I've assumed so far that PPRC will be the mirroring product of choice, if the distance between sites is less than 20km. So what if your sites are 2000km apart? And what are the alternatives to PPRC for short distance mirroring? Here's a few other options. This is not an exhaustive description of what the products do, and their command sets. Just an indication of why you might want to pick them over PPRC.
When you chose a mirroring product, one of the biggest factors to consider is what kind of DASD you already have, and, what your expect to have eventually.
PPRC & related synchronous products need to mirror like to like. PPRC
is IBM to IBM, SRDF is EMC to EMC, HRC is HDS to HDS. This kind of limits
you, as you don't really want to run more than one mirroring product,
but also, you don't want to be forced to buy from the same supplier all
the time.
As XRC is not hardware driven, it is not so fussy. The primary disks have to be IBM DASD (but not RVA), the secondarys can be anything which will accept CKD datastreams. HXRC is the same, except the primary must be HDS DASD.
XRC
XRC is an asynchronous mirroring product. Data is mirrored to a remote site,
but it will generally be a little behind the data at the primary site.
Unlike PPRC, It is software driven from an OS/390 host. It uses System
Data Mover (SDM) to copy the writes. SDM runs as an pair of OS/390 started
tasks. XRC uses a set of files to control and correctly sequence the writes.

**TASKS FOR THIS EXERCISE:**
1 - From the passage on disk mirroring products, reproduce the text from "As XRC is not" to "be HDS DASD.".
2 - According to the passage on disk mirroring products, what does XRC use to copy the writes?

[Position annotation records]
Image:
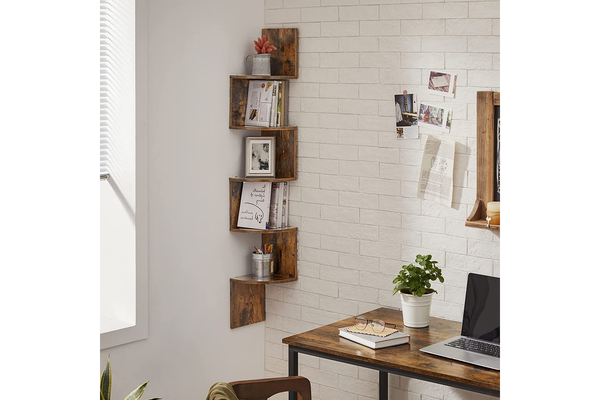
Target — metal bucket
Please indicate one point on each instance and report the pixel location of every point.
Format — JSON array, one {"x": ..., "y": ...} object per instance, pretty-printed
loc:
[{"x": 261, "y": 266}]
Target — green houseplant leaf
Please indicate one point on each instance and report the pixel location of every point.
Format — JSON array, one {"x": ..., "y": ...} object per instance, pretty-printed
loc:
[
  {"x": 106, "y": 383},
  {"x": 137, "y": 392},
  {"x": 416, "y": 279}
]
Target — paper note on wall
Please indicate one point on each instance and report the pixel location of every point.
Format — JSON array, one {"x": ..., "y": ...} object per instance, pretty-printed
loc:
[{"x": 437, "y": 170}]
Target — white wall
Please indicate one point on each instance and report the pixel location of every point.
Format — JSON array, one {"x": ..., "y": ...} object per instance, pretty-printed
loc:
[
  {"x": 192, "y": 47},
  {"x": 354, "y": 202}
]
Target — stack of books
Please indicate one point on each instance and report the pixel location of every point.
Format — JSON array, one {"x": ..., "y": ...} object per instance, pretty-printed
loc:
[
  {"x": 264, "y": 205},
  {"x": 375, "y": 342},
  {"x": 264, "y": 104}
]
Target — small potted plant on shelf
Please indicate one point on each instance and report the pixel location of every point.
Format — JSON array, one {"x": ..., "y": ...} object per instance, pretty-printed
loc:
[
  {"x": 261, "y": 61},
  {"x": 414, "y": 284}
]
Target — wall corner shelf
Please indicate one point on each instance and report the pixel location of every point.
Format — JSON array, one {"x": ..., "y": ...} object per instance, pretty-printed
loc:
[
  {"x": 247, "y": 295},
  {"x": 486, "y": 103}
]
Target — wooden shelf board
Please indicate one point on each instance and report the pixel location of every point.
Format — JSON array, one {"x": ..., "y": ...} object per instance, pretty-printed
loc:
[
  {"x": 482, "y": 224},
  {"x": 248, "y": 230},
  {"x": 264, "y": 77},
  {"x": 262, "y": 179},
  {"x": 263, "y": 128},
  {"x": 274, "y": 280}
]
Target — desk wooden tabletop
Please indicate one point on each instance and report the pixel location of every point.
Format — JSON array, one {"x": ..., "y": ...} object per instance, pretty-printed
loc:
[{"x": 406, "y": 357}]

**RESPONSES:**
1 -
As XRC is not hardware driven, it is not so fussy. The primary disks have to be IBM DASD (but not RVA), the secondarys can be anything which will accept CKD datastreams. HXRC is the same, except the primary must be HDS DASD.

2 - System Data Mover (SDM)